This article is from the archive of our partner National Journal

Republican Bruce Rauner and Democrat Tom Wolf stand out among this year's gubernatorial winners as the pair who claimed their party's ultimate prize—defeating unpopular incumbents. But for these incoming governors, the rewards of governing appear pretty punishing.

That's because, come January, both Rauner and Wolf will face legislatures dominated by the opposite party and encounter grave budget problems that threaten to unceremoniously cast their campaign promises aside as lesser priorities.

When Rauner assumes office in Illinois, he will confront an estimated loss of $4 billion in annual revenue caused by the expiration of an income-tax increase passed by outgoing Gov. Pat Quinn. And Rauner's only path to a fix lies through brokering a deal with Democrats in the state Legislature. Despite a national GOP wave, Illinois Republicans failed to pick up the one legislative seat necessary to break the Democrats' veto-proof supermajority in the state House.

In Pennsylvania, Gov.-elect Wolf faces a similar challenge. The coming legislative session will kick off with a protracted debate over a projected budget shortfall for fiscal 2015-16 nearing $2 billion. Wolf will be negotiating fixes with Republicans who recently expanded their majorities in both legislative chambers.

Despite their partisan differences, the two men actually share similar personal profiles. Both are wealthy businessmen who ranked among the biggest self-funders of the 2014 cycle. Rauner, a former private-equity investor, spent at least $26 million of his personal fortune to defeat Quinn. Wolf, the owner of his family cabinet company, shelled out $10 million to win his Democratic primary.

Stated exercise A: Quote the article on the two incoming governors in full, word for word.

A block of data

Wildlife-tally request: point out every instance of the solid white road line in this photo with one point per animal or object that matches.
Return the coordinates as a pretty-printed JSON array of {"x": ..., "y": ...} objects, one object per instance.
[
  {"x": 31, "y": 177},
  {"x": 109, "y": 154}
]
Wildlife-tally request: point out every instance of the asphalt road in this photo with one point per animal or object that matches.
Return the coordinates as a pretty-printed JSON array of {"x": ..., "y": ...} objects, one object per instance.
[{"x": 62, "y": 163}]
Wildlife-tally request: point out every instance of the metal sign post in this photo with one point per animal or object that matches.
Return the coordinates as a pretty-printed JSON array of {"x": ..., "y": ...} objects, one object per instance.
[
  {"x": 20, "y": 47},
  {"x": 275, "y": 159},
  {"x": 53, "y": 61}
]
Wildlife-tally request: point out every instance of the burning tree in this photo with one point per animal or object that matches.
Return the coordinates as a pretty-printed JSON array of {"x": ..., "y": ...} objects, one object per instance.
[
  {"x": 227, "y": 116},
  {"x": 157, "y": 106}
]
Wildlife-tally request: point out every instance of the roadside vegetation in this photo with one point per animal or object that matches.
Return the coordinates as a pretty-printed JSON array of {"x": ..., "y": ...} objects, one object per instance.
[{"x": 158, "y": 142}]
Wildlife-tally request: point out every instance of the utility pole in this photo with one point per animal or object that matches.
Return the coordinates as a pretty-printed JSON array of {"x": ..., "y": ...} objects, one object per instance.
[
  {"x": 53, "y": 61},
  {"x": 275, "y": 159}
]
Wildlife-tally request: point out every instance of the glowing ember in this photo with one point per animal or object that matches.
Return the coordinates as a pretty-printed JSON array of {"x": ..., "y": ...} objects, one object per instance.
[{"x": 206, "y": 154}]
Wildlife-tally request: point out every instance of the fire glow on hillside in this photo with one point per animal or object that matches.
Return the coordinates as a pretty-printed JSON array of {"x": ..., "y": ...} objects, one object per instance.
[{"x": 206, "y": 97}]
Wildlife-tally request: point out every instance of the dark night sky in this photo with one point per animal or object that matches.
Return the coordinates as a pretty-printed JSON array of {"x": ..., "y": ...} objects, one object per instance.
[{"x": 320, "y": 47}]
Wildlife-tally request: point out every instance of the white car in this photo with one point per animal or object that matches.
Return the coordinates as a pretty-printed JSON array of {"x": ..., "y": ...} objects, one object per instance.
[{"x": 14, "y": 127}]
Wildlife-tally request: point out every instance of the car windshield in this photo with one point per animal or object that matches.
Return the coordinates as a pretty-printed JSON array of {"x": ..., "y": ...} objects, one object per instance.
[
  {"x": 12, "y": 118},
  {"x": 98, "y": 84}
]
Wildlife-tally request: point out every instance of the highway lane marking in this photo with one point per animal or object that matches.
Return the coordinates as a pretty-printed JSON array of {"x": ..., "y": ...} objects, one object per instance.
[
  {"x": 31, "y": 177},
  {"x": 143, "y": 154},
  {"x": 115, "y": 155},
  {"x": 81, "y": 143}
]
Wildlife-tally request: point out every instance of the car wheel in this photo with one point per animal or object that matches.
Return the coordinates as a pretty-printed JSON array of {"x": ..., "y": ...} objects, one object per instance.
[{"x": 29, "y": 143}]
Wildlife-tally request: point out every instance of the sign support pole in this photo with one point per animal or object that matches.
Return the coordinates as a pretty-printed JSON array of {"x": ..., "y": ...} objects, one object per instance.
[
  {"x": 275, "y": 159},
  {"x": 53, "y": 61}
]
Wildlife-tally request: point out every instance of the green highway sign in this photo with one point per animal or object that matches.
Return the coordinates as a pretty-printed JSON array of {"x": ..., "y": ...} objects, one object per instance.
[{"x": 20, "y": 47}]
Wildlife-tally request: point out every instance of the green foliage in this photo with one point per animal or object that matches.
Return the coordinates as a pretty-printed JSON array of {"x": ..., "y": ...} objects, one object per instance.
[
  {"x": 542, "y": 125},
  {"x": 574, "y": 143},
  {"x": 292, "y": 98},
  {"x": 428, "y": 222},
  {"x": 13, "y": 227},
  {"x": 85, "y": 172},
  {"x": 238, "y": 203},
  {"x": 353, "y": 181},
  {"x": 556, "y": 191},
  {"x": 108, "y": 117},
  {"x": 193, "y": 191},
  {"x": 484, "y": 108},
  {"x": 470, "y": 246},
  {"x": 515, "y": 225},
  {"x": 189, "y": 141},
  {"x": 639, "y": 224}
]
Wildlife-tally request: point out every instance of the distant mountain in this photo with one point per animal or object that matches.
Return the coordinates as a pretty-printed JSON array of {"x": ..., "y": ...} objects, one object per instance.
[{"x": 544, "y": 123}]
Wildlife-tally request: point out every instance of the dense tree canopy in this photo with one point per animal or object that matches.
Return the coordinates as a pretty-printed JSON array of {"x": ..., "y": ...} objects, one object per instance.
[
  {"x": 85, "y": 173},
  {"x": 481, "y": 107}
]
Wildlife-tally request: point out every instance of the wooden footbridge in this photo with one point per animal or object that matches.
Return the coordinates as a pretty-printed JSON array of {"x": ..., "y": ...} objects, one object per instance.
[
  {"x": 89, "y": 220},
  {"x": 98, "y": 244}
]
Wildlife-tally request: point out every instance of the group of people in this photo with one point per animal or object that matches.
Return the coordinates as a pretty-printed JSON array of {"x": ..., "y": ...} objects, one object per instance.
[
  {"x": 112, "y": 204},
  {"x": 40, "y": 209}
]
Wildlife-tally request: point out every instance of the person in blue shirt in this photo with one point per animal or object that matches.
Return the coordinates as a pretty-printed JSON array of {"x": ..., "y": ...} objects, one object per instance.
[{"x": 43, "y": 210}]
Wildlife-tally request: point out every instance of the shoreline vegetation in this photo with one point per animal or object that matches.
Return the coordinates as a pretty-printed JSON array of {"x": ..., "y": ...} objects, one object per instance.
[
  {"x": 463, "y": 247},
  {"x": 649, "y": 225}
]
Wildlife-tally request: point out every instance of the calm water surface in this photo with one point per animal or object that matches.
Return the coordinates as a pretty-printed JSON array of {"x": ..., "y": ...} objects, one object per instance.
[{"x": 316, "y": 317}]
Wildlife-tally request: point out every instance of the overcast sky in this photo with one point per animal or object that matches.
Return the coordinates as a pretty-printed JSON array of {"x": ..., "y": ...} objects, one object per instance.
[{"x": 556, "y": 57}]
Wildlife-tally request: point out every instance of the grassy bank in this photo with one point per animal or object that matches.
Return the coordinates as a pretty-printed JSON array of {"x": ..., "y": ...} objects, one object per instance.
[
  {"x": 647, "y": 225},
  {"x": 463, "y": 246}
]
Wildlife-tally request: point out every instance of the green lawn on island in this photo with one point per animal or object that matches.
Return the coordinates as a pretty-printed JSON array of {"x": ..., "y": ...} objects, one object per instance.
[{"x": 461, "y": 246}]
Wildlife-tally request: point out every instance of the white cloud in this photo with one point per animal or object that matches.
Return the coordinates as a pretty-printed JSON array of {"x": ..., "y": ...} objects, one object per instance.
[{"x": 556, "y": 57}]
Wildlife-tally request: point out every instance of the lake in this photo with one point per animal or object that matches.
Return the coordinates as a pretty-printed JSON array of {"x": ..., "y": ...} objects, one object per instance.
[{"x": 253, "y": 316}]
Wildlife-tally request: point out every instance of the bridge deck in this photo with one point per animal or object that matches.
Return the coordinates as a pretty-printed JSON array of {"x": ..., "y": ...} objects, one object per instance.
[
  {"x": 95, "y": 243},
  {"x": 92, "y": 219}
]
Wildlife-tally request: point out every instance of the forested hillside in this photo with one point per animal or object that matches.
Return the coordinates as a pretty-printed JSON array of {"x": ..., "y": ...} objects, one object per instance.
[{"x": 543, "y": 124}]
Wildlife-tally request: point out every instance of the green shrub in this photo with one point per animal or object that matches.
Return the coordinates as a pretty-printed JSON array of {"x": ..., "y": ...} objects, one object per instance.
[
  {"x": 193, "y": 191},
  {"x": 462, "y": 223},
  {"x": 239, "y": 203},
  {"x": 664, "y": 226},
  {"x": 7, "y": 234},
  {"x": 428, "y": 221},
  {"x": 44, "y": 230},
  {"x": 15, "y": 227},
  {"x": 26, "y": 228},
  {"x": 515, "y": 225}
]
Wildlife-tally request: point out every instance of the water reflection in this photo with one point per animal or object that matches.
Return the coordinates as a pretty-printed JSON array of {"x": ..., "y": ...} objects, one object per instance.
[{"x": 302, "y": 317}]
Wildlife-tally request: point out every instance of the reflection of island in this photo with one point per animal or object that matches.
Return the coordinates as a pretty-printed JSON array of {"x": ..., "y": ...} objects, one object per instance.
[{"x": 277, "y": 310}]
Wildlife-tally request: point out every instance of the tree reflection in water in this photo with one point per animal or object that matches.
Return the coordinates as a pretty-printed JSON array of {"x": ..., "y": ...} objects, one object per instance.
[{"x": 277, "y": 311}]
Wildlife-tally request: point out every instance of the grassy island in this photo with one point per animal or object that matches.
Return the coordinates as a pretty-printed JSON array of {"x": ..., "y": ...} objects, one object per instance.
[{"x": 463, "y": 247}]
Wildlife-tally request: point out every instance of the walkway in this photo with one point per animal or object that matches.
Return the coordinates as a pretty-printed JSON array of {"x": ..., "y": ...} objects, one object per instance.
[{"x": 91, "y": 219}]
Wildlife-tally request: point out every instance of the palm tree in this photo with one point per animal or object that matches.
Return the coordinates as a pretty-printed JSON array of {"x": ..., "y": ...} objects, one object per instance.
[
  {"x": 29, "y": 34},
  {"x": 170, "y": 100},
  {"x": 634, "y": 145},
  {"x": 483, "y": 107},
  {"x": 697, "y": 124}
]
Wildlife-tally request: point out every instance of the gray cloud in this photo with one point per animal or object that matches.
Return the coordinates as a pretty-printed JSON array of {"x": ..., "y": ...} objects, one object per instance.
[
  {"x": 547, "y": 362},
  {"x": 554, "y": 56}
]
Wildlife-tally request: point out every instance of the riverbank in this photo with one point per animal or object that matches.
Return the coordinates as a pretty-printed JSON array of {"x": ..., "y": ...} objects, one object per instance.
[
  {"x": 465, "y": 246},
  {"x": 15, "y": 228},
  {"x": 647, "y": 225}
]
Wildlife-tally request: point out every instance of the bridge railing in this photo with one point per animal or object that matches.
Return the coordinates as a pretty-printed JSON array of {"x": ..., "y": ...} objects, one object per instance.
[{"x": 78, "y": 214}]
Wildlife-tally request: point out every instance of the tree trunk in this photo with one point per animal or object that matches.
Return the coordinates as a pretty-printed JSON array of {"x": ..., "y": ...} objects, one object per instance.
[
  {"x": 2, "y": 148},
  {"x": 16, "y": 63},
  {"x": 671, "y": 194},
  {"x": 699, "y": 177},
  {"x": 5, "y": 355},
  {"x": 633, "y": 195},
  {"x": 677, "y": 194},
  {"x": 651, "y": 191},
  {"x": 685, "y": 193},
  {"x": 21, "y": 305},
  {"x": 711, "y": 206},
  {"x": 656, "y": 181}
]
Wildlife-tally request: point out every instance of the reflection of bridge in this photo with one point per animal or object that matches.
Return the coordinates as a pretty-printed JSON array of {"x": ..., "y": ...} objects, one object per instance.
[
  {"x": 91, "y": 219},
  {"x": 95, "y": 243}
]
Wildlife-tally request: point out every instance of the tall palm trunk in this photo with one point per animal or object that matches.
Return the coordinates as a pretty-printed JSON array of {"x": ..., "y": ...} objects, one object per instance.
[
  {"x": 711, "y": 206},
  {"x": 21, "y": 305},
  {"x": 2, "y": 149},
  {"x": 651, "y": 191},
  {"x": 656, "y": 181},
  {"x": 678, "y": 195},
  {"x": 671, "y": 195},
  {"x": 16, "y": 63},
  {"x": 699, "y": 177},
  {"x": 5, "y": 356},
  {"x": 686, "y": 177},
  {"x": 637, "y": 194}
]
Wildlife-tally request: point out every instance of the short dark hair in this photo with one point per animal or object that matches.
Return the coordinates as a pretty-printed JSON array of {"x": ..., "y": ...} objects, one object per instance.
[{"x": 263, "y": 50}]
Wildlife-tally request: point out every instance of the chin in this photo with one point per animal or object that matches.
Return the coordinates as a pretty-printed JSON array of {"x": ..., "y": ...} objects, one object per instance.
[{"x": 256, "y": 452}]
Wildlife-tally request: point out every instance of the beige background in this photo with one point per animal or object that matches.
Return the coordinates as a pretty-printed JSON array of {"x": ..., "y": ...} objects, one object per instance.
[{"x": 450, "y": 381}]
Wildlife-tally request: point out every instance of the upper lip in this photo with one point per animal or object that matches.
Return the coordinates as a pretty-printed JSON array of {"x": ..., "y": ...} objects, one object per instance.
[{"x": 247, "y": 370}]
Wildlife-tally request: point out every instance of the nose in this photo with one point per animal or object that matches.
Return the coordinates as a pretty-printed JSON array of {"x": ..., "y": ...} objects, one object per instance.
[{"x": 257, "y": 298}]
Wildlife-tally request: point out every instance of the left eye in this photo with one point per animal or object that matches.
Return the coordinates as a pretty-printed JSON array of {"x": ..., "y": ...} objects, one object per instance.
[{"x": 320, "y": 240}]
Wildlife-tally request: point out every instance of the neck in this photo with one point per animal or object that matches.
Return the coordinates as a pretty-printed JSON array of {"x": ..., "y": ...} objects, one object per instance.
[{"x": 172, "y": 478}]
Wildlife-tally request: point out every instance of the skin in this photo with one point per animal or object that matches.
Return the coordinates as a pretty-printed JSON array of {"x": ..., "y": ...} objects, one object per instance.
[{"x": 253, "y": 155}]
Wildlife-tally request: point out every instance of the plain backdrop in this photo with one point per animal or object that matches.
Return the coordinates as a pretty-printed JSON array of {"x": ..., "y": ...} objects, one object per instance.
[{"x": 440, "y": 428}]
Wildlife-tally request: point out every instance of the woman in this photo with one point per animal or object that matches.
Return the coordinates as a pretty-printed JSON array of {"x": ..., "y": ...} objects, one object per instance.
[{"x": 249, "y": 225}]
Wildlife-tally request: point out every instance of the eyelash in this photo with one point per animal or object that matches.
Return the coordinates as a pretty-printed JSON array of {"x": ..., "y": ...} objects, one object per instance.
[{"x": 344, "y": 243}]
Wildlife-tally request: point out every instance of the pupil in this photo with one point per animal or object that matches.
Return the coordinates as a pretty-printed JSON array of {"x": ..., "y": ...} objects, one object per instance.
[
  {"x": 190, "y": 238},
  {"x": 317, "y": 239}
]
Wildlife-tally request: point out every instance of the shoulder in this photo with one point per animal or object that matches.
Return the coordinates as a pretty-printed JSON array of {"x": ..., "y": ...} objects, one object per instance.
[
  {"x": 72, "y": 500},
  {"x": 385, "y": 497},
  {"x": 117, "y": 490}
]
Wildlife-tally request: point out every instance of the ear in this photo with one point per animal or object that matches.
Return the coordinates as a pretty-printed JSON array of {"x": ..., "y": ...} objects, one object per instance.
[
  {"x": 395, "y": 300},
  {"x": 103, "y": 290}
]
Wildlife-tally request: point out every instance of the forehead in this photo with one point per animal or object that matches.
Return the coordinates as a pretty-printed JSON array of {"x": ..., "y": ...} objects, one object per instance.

Stated exercise B: Show each line of the rows that contains the word "tree".

Exercise output A:
This article is from the archive of our partner National Journal

Republican Bruce Rauner and Democrat Tom Wolf stand out among this year's gubernatorial winners as the pair who claimed their party's ultimate prize—defeating unpopular incumbents. But for these incoming governors, the rewards of governing appear pretty punishing.

That's because, come January, both Rauner and Wolf will face legislatures dominated by the opposite party and encounter grave budget problems that threaten to unceremoniously cast their campaign promises aside as lesser priorities.

When Rauner assumes office in Illinois, he will confront an estimated loss of $4 billion in annual revenue caused by the expiration of an income-tax increase passed by outgoing Gov. Pat Quinn. And Rauner's only path to a fix lies through brokering a deal with Democrats in the state Legislature. Despite a national GOP wave, Illinois Republicans failed to pick up the one legislative seat necessary to break the Democrats' veto-proof supermajority in the state House.

In Pennsylvania, Gov.-elect Wolf faces a similar challenge. The coming legislative session will kick off with a protracted debate over a projected budget shortfall for fiscal 2015-16 nearing $2 billion. Wolf will be negotiating fixes with Republicans who recently expanded their majorities in both legislative chambers.

Despite their partisan differences, the two men actually share similar personal profiles. Both are wealthy businessmen who ranked among the biggest self-funders of the 2014 cycle. Rauner, a former private-equity investor, spent at least $26 million of his personal fortune to defeat Quinn. Wolf, the owner of his family cabinet company, shelled out $10 million to win his Democratic primary.

Exercise output B:
Wildlife-tally request: point out every instance of the burning tree in this photo with one point per animal or object that matches.
Wildlife-tally request: point out every instance of the dense tree canopy in this photo with one point per animal or object that matches.
Wildlife-tally request: point out every instance of the tree reflection in water in this photo with one point per animal or object that matches.
Wildlife-tally request: point out every instance of the palm tree in this photo with one point per animal or object that matches.
Wildlife-tally request: point out every instance of the tree trunk in this photo with one point per animal or object that matches.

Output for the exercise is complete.